===== Extract provided
3.2. Capitalization of RKM. The authorized capital stock of RKM consists of
49, 200, of which 49,200 are issued and outstanding and no shares of such
capital stock are held in the treasury of RKM. All of the issued and outstanding
shares of capital stock of RKM are duly authorized, validly issued, fully paid
and nonassessable. Except as set forth on Schedule 3.2, there exist no options,
warrants, subscriptions or other rights to purchase, or securities convertible
into or exchangeable for, the capital stock of RKM. Except as set forth herein,
neither Stockholder nor RKM is party to or bound by, nor do they have any
knowledge of, any agreement, instrument, arrangement, contract, obligation,
commitment or understanding of any character, whether written or oral, express
or implied, relating to the sale, assignment, encumbrance, conveyance, transfer
or delivery of any capital stock of RKM. No shares of capital stock of RKM have
been issued or disposed of in violation of the preemptive rights of any of RKM's
shareholders. All accrued dividends on the capital stock of RKM, whether or not
declared, have been paid in full.
3.3. Subsidiaries. RKM does not own, directly or indirectly, any of the
capital stock of any other corporation or any equity, profit sharing,
participation or other interest in any corporation, partnership, joint venture
or other entity, other than RKM Consulting C.A..
==========
===== Data supplied
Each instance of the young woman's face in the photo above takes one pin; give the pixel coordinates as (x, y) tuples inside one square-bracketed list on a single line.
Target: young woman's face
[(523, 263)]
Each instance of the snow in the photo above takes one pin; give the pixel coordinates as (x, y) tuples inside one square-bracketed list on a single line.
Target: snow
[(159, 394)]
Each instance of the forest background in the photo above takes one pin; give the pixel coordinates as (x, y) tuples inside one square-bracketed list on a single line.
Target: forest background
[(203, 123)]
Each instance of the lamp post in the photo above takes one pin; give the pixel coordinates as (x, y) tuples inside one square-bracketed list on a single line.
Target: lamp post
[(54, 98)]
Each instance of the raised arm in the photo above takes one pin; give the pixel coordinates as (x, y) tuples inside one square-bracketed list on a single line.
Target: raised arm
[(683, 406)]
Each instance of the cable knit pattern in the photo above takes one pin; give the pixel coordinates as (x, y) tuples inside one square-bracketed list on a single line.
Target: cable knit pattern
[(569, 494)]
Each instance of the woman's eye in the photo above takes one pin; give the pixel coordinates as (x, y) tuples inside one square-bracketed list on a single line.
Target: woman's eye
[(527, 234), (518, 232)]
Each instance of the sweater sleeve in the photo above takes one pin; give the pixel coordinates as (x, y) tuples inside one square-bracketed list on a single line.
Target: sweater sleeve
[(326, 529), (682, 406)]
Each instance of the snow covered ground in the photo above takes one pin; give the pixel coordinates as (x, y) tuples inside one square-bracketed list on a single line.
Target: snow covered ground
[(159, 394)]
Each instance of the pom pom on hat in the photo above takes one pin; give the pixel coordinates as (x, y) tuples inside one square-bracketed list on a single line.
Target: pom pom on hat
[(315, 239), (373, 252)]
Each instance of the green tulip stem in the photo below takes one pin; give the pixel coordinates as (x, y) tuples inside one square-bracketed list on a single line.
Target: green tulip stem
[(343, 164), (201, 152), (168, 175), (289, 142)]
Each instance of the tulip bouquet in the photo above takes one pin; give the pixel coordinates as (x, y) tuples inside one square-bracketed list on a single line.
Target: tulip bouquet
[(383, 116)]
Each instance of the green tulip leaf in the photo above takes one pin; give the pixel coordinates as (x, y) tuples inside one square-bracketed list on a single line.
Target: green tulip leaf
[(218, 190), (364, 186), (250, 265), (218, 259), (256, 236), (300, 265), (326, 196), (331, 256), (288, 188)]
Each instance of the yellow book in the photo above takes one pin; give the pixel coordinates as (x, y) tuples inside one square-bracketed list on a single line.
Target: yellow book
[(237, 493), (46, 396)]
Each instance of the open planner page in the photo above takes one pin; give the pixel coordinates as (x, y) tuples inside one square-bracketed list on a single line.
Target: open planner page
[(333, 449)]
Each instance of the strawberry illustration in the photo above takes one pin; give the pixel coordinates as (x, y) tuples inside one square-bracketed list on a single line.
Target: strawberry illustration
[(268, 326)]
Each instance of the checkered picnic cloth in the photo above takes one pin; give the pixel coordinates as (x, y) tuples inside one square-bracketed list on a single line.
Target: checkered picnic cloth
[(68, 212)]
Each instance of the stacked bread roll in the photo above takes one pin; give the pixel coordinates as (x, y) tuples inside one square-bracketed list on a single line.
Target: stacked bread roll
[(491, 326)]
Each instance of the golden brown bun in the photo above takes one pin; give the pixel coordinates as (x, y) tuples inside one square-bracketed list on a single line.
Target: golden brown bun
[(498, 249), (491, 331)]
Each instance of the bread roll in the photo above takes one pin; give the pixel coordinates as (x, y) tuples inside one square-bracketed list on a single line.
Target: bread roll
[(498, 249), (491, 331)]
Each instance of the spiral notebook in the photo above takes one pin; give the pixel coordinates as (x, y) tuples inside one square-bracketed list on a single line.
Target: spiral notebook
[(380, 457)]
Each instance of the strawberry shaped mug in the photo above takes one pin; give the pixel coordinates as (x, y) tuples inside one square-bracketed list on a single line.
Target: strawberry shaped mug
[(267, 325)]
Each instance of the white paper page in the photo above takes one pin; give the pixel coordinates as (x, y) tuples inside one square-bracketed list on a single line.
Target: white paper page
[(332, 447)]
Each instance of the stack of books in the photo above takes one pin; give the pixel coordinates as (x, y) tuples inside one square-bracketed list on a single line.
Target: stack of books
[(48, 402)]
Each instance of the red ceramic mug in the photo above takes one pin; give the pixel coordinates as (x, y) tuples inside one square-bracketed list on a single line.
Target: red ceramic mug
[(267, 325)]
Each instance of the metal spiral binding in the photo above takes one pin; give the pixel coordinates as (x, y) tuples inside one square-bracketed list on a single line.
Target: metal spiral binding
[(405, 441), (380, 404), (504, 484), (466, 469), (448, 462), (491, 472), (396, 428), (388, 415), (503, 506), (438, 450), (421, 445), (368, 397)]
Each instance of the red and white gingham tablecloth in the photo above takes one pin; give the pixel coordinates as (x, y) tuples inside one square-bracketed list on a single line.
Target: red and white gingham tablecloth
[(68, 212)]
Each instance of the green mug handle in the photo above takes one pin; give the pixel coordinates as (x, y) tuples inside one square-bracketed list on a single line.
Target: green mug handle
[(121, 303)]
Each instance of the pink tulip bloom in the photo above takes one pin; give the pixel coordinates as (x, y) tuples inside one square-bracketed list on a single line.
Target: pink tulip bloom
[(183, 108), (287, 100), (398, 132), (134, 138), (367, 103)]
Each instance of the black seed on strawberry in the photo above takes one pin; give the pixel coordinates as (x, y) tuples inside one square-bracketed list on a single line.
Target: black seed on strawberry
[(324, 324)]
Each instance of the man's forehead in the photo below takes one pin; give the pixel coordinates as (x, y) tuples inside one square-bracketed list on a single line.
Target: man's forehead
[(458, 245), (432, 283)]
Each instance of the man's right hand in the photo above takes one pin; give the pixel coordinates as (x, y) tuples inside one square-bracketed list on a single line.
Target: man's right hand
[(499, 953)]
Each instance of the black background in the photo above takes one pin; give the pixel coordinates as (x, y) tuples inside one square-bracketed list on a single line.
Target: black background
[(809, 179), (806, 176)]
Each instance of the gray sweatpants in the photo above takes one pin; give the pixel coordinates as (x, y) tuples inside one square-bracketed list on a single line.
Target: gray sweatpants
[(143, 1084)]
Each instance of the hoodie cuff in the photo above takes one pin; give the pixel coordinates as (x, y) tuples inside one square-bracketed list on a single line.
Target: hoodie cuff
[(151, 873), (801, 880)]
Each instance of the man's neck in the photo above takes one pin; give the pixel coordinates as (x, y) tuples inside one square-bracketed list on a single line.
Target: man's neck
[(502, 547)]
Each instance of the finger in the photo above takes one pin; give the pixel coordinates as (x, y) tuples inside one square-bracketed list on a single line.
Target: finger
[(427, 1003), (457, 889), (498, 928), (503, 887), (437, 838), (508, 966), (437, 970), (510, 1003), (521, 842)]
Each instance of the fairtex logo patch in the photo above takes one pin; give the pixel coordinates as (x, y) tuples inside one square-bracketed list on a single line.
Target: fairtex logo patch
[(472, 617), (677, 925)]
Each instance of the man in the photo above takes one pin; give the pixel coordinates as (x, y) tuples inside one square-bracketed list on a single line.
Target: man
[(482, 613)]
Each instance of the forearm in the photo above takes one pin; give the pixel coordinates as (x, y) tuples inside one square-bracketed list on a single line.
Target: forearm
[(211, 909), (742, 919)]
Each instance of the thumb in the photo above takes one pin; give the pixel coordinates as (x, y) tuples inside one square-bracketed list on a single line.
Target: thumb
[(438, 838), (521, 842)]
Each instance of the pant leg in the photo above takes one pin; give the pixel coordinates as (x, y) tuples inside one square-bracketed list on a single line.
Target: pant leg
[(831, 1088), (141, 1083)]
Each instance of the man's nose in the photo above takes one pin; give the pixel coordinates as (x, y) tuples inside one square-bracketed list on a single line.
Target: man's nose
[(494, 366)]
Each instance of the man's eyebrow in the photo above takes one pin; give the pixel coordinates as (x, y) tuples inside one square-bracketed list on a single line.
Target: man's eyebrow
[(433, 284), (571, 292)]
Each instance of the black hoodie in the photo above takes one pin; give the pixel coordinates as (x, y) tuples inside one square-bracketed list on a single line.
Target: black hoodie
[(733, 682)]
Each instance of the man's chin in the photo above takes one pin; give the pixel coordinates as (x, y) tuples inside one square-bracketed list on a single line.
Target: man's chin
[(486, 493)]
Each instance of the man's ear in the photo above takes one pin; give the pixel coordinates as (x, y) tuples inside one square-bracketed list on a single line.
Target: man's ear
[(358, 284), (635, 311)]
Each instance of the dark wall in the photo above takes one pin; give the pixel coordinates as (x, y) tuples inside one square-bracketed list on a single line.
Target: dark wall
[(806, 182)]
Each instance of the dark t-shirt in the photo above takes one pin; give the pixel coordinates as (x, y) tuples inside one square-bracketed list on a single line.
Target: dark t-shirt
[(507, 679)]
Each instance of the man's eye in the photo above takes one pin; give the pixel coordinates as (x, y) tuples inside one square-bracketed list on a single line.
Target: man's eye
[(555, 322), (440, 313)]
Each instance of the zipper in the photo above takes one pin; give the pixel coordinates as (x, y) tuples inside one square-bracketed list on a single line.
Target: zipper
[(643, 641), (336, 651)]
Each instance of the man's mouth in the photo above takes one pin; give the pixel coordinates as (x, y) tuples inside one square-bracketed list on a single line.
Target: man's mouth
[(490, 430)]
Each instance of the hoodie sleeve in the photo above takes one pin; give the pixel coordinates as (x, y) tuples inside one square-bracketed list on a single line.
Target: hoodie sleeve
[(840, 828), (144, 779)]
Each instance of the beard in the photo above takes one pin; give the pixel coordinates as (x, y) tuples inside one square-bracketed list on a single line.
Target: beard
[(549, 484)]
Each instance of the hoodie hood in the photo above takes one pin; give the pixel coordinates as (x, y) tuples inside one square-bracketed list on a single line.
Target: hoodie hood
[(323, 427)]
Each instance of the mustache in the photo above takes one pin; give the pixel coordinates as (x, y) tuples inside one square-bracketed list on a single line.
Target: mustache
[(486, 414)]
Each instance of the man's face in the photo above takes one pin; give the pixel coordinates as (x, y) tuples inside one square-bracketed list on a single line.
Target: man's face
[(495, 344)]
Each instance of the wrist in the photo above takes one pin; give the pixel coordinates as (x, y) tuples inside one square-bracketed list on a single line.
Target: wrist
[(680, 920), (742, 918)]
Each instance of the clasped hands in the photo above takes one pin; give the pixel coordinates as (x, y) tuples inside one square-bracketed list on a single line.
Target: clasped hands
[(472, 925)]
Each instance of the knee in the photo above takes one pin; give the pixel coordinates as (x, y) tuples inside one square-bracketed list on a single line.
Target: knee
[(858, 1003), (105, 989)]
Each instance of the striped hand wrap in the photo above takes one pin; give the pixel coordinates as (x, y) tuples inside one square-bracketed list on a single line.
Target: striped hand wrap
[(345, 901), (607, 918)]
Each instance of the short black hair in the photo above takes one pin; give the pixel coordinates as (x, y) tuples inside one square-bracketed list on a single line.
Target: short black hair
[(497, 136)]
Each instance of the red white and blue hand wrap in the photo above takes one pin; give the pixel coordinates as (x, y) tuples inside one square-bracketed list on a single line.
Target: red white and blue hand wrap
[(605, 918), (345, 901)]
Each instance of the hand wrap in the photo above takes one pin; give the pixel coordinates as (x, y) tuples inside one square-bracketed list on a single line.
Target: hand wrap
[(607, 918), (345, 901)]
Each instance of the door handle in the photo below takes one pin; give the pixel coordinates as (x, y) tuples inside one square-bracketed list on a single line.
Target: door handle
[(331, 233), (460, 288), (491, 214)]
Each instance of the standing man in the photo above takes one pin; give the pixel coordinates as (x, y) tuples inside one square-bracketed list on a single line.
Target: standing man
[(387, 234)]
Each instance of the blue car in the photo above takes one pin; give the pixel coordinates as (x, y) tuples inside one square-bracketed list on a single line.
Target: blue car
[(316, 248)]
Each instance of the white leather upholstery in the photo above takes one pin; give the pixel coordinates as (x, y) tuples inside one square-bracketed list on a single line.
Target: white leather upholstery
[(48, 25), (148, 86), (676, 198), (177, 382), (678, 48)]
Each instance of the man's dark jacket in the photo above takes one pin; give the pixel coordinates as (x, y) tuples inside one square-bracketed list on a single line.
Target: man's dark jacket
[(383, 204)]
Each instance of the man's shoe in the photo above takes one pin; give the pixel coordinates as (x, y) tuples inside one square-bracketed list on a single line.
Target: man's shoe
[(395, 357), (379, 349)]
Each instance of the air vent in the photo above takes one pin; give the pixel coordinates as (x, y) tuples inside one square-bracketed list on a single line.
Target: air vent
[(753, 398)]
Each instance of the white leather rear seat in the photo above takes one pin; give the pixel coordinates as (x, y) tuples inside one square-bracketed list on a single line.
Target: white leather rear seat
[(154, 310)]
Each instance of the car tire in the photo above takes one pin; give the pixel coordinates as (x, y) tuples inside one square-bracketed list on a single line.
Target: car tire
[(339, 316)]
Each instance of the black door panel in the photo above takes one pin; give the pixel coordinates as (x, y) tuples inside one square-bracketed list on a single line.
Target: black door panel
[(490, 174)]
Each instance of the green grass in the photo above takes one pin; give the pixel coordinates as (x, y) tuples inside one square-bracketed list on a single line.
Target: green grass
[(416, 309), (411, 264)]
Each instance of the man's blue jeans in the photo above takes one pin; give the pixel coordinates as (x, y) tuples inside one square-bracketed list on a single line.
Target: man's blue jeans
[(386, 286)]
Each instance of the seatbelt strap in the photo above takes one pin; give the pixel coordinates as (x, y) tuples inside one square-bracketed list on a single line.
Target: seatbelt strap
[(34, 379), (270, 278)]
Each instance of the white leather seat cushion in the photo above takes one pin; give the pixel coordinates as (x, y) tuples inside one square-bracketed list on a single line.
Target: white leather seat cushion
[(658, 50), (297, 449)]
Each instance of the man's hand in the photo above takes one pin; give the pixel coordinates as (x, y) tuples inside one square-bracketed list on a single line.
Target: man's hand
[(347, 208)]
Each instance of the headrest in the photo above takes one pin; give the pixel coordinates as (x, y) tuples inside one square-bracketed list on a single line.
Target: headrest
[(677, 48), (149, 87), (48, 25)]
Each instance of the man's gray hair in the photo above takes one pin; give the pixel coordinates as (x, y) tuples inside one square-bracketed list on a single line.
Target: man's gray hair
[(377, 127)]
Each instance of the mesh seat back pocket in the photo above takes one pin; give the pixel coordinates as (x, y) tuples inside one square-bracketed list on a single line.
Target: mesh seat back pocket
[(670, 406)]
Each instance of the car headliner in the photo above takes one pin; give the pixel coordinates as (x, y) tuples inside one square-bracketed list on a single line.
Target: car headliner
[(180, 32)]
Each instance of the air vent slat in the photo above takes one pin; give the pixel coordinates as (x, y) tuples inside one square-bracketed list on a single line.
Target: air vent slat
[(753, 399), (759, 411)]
==========
## Written request 1
List the four terms the contract excerpt uses to describe the issued and outstanding shares of RKM's capital stock.
## Written request 2
Transcribe the part of the contract excerpt starting at "3.3. Subsidiaries. RKM" and ending at "RKM Consulting C.A..".

## Solution 1
- duly authorized
- validly issued
- fully paid
- nonassessable

## Solution 2
3.3. Subsidiaries. RKM does not own, directly or indirectly, any of the
capital stock of any other corporation or any equity, profit sharing,
participation or other interest in any corporation, partnership, joint venture
or other entity, other than RKM Consulting C.A..